After locating the line that contains "In this exercise you will find the white cloud" in the data below, set down exactly that line and each one after it through the line that contains "In this exercise you will find the large", and nothing more.

*****

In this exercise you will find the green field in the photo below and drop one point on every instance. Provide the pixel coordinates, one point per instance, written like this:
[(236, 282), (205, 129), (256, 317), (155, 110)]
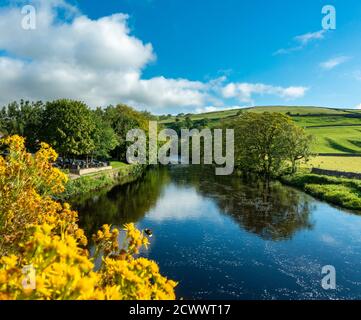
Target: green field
[(335, 130), (349, 164)]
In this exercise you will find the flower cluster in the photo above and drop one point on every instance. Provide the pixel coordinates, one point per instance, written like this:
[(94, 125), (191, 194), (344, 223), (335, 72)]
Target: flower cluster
[(39, 232)]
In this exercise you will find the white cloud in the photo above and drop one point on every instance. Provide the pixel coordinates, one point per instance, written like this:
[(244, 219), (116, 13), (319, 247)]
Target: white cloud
[(334, 62), (100, 62), (214, 108), (302, 41), (244, 91)]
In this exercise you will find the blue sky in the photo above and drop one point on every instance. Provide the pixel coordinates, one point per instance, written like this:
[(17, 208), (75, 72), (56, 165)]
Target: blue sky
[(218, 54)]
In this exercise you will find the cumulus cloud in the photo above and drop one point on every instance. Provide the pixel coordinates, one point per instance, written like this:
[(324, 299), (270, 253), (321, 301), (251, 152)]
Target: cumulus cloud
[(302, 41), (245, 91), (98, 61), (334, 62)]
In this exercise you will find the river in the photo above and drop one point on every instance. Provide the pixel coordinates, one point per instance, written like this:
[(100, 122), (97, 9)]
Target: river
[(222, 238)]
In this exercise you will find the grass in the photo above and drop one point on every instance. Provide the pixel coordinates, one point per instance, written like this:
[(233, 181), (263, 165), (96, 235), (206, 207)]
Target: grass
[(121, 173), (337, 139), (118, 164), (343, 192), (348, 164)]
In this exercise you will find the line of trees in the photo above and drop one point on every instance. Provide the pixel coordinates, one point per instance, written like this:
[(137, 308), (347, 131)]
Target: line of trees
[(72, 128), (269, 144)]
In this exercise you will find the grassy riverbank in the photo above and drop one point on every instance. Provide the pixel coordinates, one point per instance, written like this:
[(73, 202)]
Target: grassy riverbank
[(120, 174), (343, 192)]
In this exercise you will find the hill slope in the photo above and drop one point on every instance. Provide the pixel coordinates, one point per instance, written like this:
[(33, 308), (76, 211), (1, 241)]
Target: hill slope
[(336, 130)]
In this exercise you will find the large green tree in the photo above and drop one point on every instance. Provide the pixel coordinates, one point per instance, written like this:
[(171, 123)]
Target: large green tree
[(68, 126), (265, 143), (23, 118), (104, 137), (122, 119)]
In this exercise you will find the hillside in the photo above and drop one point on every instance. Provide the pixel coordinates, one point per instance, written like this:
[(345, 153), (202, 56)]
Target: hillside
[(336, 130)]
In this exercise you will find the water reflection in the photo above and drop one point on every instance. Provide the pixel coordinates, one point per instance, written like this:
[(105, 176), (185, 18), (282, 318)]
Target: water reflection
[(182, 193), (224, 238)]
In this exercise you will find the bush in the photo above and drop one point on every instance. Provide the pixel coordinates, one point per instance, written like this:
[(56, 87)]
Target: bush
[(38, 233)]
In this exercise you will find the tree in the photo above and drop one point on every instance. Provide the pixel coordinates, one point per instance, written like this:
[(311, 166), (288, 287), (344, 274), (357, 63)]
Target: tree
[(68, 127), (265, 142), (24, 118), (104, 137), (122, 119), (298, 145)]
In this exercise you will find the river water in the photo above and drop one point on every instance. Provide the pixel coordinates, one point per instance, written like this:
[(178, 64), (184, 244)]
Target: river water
[(222, 238)]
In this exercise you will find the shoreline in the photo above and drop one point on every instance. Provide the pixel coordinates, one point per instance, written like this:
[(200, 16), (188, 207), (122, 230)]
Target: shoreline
[(82, 185)]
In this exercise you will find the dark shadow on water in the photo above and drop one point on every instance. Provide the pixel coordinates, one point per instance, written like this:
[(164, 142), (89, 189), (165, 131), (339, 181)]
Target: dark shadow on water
[(272, 211)]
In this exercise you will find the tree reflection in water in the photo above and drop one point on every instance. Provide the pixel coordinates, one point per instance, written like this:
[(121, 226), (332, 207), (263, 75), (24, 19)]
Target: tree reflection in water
[(272, 211)]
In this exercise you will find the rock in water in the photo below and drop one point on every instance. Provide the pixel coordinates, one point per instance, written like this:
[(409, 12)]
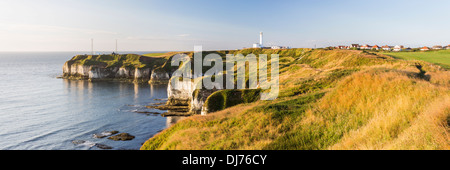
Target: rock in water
[(105, 134), (102, 146), (122, 137)]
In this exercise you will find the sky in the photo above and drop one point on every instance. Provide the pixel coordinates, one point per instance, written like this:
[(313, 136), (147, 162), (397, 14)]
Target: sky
[(179, 25)]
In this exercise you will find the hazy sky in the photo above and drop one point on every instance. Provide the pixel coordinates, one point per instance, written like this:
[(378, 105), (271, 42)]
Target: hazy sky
[(165, 25)]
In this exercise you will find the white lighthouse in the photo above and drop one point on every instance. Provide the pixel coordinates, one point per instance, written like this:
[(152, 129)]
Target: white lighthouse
[(261, 39), (260, 44)]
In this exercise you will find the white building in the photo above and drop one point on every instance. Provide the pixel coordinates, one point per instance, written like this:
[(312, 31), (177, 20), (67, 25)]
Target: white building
[(279, 47), (398, 48), (260, 44)]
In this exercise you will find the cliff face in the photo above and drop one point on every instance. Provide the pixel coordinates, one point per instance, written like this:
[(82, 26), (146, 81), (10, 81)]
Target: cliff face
[(97, 72), (128, 67), (179, 92)]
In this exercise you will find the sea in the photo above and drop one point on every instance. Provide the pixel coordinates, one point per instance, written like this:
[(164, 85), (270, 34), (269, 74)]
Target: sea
[(39, 111)]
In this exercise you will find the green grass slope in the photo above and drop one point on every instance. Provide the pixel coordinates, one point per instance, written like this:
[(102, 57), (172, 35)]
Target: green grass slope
[(329, 99), (441, 57)]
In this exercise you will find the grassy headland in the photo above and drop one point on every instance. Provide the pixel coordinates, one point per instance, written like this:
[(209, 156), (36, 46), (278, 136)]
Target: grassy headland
[(440, 57), (329, 99)]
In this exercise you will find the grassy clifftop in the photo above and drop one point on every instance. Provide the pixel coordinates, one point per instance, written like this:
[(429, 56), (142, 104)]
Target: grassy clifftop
[(119, 60), (334, 99)]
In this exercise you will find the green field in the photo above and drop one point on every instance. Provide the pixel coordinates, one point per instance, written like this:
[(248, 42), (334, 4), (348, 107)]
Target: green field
[(154, 54), (441, 57)]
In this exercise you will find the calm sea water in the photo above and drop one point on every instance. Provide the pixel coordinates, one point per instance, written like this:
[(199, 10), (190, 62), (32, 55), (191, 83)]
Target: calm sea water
[(40, 112)]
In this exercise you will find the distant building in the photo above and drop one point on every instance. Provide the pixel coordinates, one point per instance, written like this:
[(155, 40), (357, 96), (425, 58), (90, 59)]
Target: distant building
[(424, 49), (354, 46), (386, 48), (366, 47), (398, 48), (437, 47), (260, 44), (279, 47)]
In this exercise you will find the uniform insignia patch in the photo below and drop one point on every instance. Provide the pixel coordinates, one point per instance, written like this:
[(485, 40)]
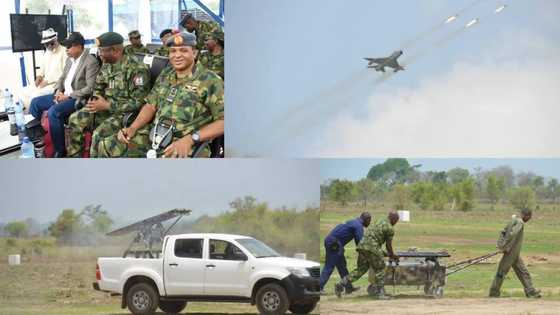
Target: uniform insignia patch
[(138, 80), (193, 88), (178, 40)]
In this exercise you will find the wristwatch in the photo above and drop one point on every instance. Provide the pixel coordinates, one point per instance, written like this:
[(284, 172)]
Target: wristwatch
[(196, 137)]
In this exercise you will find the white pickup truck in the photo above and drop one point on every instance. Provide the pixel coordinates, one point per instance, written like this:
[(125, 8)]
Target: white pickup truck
[(211, 268)]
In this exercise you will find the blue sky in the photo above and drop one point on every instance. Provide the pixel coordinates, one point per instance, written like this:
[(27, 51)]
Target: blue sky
[(130, 190), (355, 169), (296, 85)]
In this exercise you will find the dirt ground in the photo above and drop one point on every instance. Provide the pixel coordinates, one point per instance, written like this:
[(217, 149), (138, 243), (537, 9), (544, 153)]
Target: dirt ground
[(509, 306)]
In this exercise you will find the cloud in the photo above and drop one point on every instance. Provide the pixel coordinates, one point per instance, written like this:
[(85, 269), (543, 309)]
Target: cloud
[(490, 107)]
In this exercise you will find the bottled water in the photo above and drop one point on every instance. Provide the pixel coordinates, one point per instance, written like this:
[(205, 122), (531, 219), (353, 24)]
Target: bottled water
[(20, 119), (5, 98), (10, 110), (27, 149)]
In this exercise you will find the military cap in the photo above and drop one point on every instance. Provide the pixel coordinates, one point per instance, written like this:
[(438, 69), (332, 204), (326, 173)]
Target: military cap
[(181, 39), (365, 216), (216, 34), (187, 17), (134, 34), (165, 32), (109, 39)]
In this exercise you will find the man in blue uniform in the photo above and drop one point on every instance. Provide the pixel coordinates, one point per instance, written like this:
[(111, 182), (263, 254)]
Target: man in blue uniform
[(341, 235)]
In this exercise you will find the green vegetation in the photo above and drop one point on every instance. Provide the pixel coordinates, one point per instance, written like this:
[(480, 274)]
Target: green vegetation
[(464, 235), (57, 272), (457, 211), (406, 187)]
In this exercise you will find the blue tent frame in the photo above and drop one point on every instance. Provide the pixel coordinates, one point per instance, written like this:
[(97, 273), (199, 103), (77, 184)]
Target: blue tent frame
[(182, 5)]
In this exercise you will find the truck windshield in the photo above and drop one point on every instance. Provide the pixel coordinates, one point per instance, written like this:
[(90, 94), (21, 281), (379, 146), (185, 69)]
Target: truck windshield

*****

* _ANSWER TO THIS PROBLEM_:
In this exercise you will find the white cloud in the photo above and drop one point on every instance. Provide the pixel coordinates, one point per instance, written like this:
[(244, 219), (116, 13), (319, 247)]
Target: white cloud
[(334, 62), (100, 62), (214, 108), (302, 41), (244, 91)]
In this exercise you will find the blue sky in the photo above and drop one point on every instance. Provide the pixel coordinates, one point per instance, written like this:
[(17, 208), (75, 72), (56, 165)]
Target: blue sky
[(218, 54)]
In this exercise you will find the cumulus cloud in the photo above and drop one point on every instance. Provide the pixel coordinates, one point per instance, written like this:
[(324, 299), (270, 253), (321, 301), (251, 152)]
Target: cumulus cloud
[(302, 41), (245, 91), (98, 61), (334, 62)]
In this exercise you will find the river in the photo above and drop one point on every instance. Provide the pixel coordinates, one point per instance, written like this:
[(100, 122), (97, 9)]
Target: river
[(222, 238)]
In this exercise you will find the grass in the photo above and drop one point on every instance. Provide the pixel coordinates, one point per instance, written like this:
[(233, 181), (263, 165), (96, 235), (206, 207)]
Target: grass
[(121, 173), (337, 139), (118, 164), (343, 192), (348, 164)]
In this exercise you will find the line of trees in the photo above and drop one point on every instance. Provide the pixel coordinates, one point per instance, written like this:
[(137, 308), (347, 131)]
Target: line of trees
[(72, 128), (269, 144)]
In this exercise you will find the grassy riverbank in the photo above and drop one point on every instance. Provide the pixel coordinates, one point per instance, written like this:
[(73, 202)]
Target: grassy riverbank
[(120, 174), (343, 192)]
In this exercise you will find the hill slope in the photo above and drop one point on every instance. Provide the pixel coordinates, one point per instance, written like this:
[(33, 308), (76, 211), (1, 241)]
Target: hill slope
[(336, 130)]
In this exercise you will find the large green tree in the photo above and drop one point on every instance. Provide the pixel coordinates, one point per instance, written like this:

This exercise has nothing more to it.